* **Required actions**:
(a) Using the GraphRAG text, answer each question briefly:
(i) Which two kinds of questions does GraphRAG target?
(ii) In ordinary RAG, what is done to documents before passages reach the prompt?
(iii) What is the title of the 2024 paper most closely associated with the term?
(b) Carry the GraphRAG text forward with a further paragraph or two, starting after its last sentence.

Retrieval & Context

GraphRAG

By Arpit Tripathi, Founder

GraphRAG is a retrieval-augmented generation approach that builds an LLM-extracted knowledge graph of entities and relationships over a corpus, then answers questions by traversing that graph and summarizing graph communities, rather than retrieving only flat vector chunks. It targets multi-hop and global "sensemaking" questions that ordinary chunk-based RAG handles poorly.

What GraphRAG is

GraphRAG is a family of retrieval-augmented generation (RAG) methods that ground a language model's answer in a knowledge graph built from a corpus, instead of, or alongside, a flat set of embedded text chunks. In ordinary RAG, documents are split into passages, embedded as vectors, and the top passages most similar to the query are concatenated into the prompt. GraphRAG adds a structured layer: an indexing phase uses a language model to extract entities (people, places, concepts) and the relationships between them, assembling a graph whose nodes are entities and whose edges are typed relationships.

The term is most closely associated with the Microsoft Research approach described in the 2024 paper "From Local to Global: A Graph RAG Approach to Query-Focused Summarization" (arXiv:2404.16130) and the accompanying open-source release. That work frames GraphRAG as a way to answer broad questions about an entire dataset, the kind of query where no single passage contains the answer and where naive top-k chunk retrieval returns fragments that miss the whole picture.

* **Entries provided**:

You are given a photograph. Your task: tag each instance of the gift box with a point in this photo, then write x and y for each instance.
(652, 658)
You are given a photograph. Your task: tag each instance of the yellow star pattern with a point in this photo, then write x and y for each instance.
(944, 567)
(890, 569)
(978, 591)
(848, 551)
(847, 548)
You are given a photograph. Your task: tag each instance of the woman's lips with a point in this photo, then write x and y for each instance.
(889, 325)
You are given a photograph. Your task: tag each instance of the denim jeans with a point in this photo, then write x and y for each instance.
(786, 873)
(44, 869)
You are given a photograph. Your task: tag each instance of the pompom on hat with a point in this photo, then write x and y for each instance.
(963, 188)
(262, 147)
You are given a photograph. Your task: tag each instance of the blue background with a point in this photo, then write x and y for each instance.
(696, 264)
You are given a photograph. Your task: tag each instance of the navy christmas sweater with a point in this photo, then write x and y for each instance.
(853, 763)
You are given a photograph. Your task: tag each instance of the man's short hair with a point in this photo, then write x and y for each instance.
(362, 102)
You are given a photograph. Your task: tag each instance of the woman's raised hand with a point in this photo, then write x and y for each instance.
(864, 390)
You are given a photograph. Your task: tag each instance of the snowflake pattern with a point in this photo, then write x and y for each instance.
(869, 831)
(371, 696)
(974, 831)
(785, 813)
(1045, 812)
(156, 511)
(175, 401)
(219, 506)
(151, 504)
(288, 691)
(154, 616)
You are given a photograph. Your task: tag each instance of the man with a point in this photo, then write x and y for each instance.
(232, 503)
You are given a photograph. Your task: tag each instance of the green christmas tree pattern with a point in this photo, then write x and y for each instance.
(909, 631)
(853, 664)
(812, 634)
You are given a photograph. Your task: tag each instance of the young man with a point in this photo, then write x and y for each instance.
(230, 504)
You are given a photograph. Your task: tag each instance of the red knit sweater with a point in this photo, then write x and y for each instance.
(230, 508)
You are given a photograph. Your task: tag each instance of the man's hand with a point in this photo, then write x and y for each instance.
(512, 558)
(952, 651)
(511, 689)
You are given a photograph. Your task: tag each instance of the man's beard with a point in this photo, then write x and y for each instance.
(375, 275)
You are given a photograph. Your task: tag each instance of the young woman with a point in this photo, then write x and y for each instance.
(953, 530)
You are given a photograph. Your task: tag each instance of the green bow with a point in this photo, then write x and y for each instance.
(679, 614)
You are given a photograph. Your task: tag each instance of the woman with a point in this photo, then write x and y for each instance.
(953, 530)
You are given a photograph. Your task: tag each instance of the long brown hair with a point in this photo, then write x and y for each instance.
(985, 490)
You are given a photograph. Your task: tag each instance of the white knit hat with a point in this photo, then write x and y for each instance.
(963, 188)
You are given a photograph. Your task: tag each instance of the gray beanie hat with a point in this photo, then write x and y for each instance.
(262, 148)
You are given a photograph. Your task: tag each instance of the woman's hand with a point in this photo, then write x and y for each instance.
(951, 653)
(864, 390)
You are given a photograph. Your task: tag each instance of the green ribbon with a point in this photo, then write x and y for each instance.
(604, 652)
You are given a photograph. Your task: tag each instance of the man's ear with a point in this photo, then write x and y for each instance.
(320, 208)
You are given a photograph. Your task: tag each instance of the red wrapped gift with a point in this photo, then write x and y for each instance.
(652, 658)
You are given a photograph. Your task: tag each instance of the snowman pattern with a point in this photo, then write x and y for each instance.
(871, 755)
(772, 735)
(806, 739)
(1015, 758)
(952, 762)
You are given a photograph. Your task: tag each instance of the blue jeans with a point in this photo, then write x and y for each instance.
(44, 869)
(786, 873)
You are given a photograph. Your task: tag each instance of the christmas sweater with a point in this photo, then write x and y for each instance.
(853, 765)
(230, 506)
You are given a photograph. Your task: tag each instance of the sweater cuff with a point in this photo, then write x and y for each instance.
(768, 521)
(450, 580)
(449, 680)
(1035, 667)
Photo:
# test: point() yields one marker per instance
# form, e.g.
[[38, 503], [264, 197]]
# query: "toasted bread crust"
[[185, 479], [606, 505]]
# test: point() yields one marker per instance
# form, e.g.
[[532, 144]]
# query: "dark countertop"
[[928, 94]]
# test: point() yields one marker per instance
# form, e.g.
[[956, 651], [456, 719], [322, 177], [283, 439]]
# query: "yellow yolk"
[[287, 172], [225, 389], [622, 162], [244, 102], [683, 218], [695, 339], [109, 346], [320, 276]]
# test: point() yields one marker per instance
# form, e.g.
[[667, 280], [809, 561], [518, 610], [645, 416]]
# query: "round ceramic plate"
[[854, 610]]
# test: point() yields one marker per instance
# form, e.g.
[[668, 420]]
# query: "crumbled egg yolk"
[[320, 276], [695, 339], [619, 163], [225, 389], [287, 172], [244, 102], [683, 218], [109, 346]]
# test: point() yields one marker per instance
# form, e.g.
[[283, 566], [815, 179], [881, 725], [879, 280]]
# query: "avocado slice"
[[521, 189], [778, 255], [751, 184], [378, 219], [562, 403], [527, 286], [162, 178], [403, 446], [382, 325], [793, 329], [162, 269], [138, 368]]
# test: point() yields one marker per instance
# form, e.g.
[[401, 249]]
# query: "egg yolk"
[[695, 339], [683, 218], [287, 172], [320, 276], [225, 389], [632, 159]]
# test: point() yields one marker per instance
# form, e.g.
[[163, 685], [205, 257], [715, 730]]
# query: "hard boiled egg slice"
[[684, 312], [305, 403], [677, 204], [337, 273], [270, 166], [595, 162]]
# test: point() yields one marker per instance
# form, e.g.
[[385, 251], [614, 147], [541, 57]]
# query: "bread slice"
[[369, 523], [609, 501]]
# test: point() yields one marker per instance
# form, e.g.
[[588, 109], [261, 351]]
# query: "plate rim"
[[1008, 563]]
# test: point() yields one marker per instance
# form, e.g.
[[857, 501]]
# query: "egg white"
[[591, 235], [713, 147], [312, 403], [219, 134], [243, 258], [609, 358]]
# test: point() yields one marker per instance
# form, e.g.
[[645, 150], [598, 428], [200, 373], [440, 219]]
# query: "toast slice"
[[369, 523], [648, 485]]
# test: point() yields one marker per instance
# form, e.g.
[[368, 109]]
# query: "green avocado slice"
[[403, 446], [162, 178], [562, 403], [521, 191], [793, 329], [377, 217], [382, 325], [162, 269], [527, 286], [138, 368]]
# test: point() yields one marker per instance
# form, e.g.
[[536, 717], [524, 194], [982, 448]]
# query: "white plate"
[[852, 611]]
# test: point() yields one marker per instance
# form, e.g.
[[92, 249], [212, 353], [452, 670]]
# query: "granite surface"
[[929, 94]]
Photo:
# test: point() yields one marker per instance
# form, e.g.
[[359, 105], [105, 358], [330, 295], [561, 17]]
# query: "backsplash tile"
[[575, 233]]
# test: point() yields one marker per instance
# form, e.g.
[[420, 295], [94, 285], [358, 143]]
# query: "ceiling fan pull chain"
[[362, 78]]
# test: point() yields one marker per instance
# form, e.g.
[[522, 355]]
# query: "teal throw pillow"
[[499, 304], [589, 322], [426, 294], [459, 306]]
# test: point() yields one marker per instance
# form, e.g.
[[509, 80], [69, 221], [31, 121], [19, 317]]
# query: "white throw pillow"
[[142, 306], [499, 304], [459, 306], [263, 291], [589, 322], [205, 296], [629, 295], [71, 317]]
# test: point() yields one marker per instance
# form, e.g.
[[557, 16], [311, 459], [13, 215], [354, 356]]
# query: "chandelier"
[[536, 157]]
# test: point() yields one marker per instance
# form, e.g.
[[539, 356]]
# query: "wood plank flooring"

* **Your responses**:
(a)
(i) Multi-hop questions and global "sensemaking" questions.
(ii) They are split into passages and embedded as vectors, and the top passages most similar to the query are concatenated into the prompt.
(iii) "From Local to Global: A Graph RAG Approach to Query-Focused Summarization" (arXiv:2404.16130).

(b)
GraphRAG is best understood as a two-stage system. The expensive, offline index stage turns unstructured text into a graph plus a set of precomputed community summaries. The cheaper, online query stage routes a question through that structure, either drilling into a local neighborhood of entities or aggregating across high-level community summaries for a global answer. The graph is a complement to vector retrieval, not always a full replacement; many implementations keep embeddings for entities and text units and use the graph for structure and reach.

  • Nodes are entities and edges are relationships, both extracted from text by an LLM during indexing.
  • It targets multi-hop and corpus-wide questions, not just "find the most similar passage."
  • It pairs an offline graph-and-summary build with an online graph-aware query stage.
  • It can sit alongside vector search rather than fully replacing embeddings.

Building the graph: entity and relationship extraction

Indexing begins by splitting source documents into text units, then prompting a language model to read each unit and output structured records: the entities it mentions, short descriptions of them, and the relationships connecting them. Because the same entity is described differently across many text units, descriptions for repeated entities and edges are merged, so a single node accumulates evidence from across the corpus. The result is a typed graph rather than an undifferentiated bag of chunks.

Using an LLM as the extractor is what distinguishes GraphRAG from earlier knowledge-graph pipelines that relied on hand-built schemas and brittle rule-based or supervised named-entity-recognition systems. The LLM can extract entities and relations from arbitrary domains with only a prompt, which makes graph construction far cheaper to set up, at the cost of variability and the need for prompt tuning per corpus. This trade is central to GraphRAG: graph quality is bounded by extraction quality.

Extraction is the most token-intensive and error-prone part of the pipeline. Every text unit is sent to a model, so indexing cost scales with corpus size, and the official tooling explicitly warns that indexing can be expensive and recommends tuning the extraction prompts before a production run. Inconsistent entity naming, missed relationships, and hallucinated edges all degrade downstream retrieval, which is why deduplication and description summarization are built into the index.

  • Documents are chunked into text units, each read by an LLM to emit entities and relationships.
  • Repeated entities and edges are merged so a node aggregates evidence corpus-wide.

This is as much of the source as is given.